**What is expected**: Show every line of the data below that contains the word "Find", matching case exactly.

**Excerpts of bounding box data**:

## start

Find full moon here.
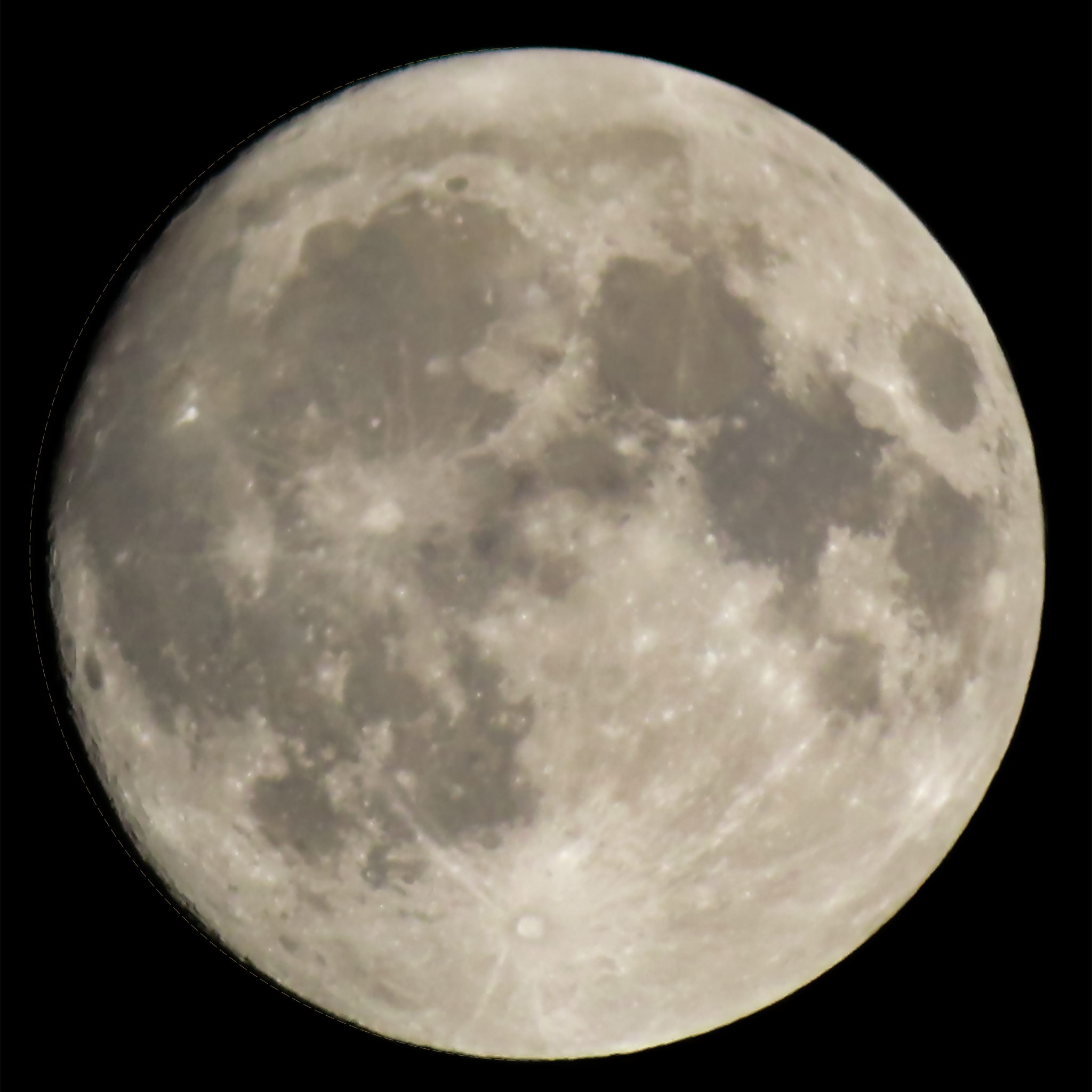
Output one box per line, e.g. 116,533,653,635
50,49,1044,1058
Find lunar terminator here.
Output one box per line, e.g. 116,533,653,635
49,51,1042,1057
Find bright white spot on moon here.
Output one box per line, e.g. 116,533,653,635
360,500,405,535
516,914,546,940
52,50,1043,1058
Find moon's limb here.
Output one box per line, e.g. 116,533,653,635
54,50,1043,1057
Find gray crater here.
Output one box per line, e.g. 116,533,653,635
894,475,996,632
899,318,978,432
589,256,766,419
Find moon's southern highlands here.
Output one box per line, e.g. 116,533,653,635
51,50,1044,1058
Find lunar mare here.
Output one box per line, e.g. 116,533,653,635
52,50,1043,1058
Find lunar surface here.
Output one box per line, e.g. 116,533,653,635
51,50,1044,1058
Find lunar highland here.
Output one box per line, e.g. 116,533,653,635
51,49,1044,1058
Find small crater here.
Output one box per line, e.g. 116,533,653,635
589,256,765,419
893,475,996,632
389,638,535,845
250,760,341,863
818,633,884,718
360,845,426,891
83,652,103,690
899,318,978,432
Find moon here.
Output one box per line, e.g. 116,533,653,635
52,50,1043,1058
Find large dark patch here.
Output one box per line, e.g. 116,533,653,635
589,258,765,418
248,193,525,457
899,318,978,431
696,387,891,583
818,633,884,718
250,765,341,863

## end

**Exercise output**:
Find full moon here.
Find lunar terminator here.
Find bright white spot on moon here.
Find moon's limb here.
Find gray crater here.
Find moon's southern highlands here.
Find lunar mare here.
Find lunar surface here.
Find lunar highland here.
Find small crater here.
Find moon here.
Find large dark patch here.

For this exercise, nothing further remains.